_To do_: Output every line of the data below as a JSON list of strings, one string per line, omitting blank lines and leaving out the pictures.
•••••
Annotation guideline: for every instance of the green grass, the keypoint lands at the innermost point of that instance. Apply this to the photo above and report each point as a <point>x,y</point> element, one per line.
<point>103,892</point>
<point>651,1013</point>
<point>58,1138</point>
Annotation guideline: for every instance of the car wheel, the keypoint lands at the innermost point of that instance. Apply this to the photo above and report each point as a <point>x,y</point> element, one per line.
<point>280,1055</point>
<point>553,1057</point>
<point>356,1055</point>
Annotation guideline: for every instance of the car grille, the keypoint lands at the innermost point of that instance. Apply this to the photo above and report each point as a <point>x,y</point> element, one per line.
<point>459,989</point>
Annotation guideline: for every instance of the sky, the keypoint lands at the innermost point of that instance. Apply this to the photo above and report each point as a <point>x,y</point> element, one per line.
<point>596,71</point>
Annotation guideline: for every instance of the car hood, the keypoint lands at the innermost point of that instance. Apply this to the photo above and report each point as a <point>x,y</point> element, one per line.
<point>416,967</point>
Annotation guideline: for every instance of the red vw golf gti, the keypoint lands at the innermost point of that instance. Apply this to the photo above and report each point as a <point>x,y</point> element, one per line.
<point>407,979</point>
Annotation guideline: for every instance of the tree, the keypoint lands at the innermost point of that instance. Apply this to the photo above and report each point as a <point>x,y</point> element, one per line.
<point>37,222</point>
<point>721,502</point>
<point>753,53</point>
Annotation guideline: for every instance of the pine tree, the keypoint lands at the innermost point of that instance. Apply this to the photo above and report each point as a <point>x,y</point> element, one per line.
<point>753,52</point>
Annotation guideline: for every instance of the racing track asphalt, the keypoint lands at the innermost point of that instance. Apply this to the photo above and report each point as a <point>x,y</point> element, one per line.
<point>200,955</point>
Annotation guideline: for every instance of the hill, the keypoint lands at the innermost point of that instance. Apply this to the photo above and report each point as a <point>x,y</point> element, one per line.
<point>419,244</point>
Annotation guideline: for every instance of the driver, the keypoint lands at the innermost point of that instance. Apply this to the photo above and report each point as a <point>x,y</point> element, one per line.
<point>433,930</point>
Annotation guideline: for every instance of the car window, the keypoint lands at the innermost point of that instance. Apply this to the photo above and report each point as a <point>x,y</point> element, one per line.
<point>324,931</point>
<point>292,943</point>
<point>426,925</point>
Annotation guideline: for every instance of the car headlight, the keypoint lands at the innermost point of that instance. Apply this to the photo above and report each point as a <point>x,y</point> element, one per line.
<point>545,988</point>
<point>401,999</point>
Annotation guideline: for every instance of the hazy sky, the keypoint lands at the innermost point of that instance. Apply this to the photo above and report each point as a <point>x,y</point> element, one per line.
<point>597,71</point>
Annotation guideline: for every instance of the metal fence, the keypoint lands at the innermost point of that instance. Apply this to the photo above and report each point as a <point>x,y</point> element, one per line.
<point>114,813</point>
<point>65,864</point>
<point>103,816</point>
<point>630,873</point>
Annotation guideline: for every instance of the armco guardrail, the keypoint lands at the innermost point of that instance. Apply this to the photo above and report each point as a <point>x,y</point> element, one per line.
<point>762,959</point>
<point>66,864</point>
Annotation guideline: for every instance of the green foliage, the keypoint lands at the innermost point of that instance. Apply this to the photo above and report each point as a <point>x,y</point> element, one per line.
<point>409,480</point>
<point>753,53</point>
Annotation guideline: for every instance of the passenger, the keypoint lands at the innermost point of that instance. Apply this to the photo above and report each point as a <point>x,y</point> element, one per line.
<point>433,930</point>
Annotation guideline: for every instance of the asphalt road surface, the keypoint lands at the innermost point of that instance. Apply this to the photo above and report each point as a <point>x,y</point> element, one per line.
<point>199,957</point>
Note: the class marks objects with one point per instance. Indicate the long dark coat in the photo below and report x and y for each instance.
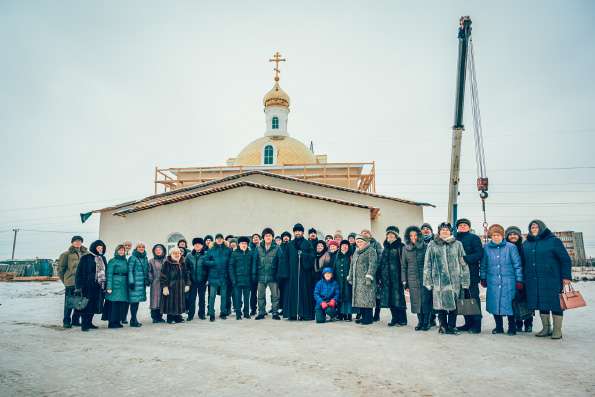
•••••
_Solution to the problem_:
[
  "Annotation guideline: for every instance of the green grass, the keypoint lands at the innermost point of that instance. Apply this to the photo above and report each point as a <point>x,y</point> element, one per line.",
  "<point>103,892</point>",
  "<point>651,1013</point>",
  "<point>58,1138</point>",
  "Annotation guideline: for every instance of the car wheel, the keypoint lands at the innermost point of that instance. Apply this to the photo above and report each point as a <point>x,y</point> element, one per line.",
  "<point>280,1055</point>",
  "<point>553,1057</point>",
  "<point>356,1055</point>",
  "Annotation guideline: for every instance of the car grille, the keypoint lands at the innermost point of that instance. Apply this to the photo above and report each point as a <point>x,y</point> element, one per line.",
  "<point>459,989</point>",
  "Annotation guideline: for every instance of the sky, the keypoint lands at the innermost point of that instance. Apply this to the photo above and report each point as a <point>x,y</point> element, one per line.",
  "<point>596,71</point>",
  "Annotation guideline: for every instance of the car hood, the keypoint lands at the innermost point of that instance. Apply this to the photo above and report each point as a <point>x,y</point> element, one per line.",
  "<point>416,967</point>",
  "Annotation guideline: for every instance of the red vw golf gti, the keypoint lands at the innermost point of that instance. Apply this to the photo above and report each point as a <point>x,y</point> element, one per line.",
  "<point>407,979</point>",
  "Annotation guideline: for every instance of the tree, the keypoint lands at the innermost point of that instance. Apply this to the photo above and report each point as a <point>x,y</point> element, one per line.",
  "<point>37,222</point>",
  "<point>721,502</point>",
  "<point>753,53</point>",
  "Annotation guideline: for every instance of the pine tree, the keypoint lands at the innermost point of that instance. Apply this to the photo above and report each point as a <point>x,y</point> element, one per line.",
  "<point>753,52</point>",
  "Annotation guideline: for every instance of the racing track asphalt, the keypoint lands at the innermost point of that instance. Apply this to the photo above and report each point as a <point>x,y</point> element, one per line.",
  "<point>200,955</point>",
  "Annotation guideline: for every instance of the hill, the keypoint lands at the innermost point of that instance. Apply this to the photo above and report each point as a <point>x,y</point> element, one per line.",
  "<point>419,244</point>",
  "Annotation guideline: for every instance of the driver, the keypoint lands at the innermost point of that instance. Apply this to the photo above and report each point as a <point>x,y</point> element, one per line.",
  "<point>433,930</point>",
  "Annotation guideline: for every instance of the car window, the keypoint lands at the innermost point of that instance. Apply this to the photo above and report each point as a <point>x,y</point> element, one per line.",
  "<point>324,931</point>",
  "<point>292,943</point>",
  "<point>426,925</point>",
  "Annotation guideline: for every instance of the car headlight, the keypoint lands at the innermost point of that instance. Apply this to the photo above and report each point as a <point>x,y</point> element, one per line.",
  "<point>545,988</point>",
  "<point>401,999</point>",
  "Annotation guideline: for every instance of the hazy sky, the keypoint lands at the innermost point of that instance. Apply this to the photo above and report each point as a <point>x,y</point> element, one per line.",
  "<point>597,71</point>",
  "Annotation guideline: for every instance of the metal fence, the keypoint lands at the innermost point of that instance. Apply this to the photo above and report each point as a <point>x,y</point> element, one per line.",
  "<point>114,813</point>",
  "<point>65,864</point>",
  "<point>103,816</point>",
  "<point>630,873</point>",
  "Annotation guideline: for every instance of the armco guardrail, the keypoint lands at the innermost point of that instance. Apply this to the photo above and report each point as a <point>x,y</point> element, one per line.",
  "<point>762,959</point>",
  "<point>66,864</point>",
  "Annotation guideline: for every instance of the green foliage, the keypoint lands at the innermost point of that instance. Apply this to the photo above and report each point as a <point>x,y</point> element, one per line.",
  "<point>409,480</point>",
  "<point>753,53</point>",
  "Annotation guideline: for every instance of the passenger, the keypoint lands at the innermost point of that instance. Apply this to the photo above and report each point as a <point>x,y</point> element, one per line.",
  "<point>433,930</point>",
  "Annotation guideline: for every instance of the asphalt road surface, the keypoint lands at the innermost point of that instance. Apply this to the photo above and report each point as a <point>x,y</point> element, one per line.",
  "<point>199,957</point>",
  "Note: the class marks objects with one point per instance. Indicate the long dark coat in the photo below and report x and y for each instance."
]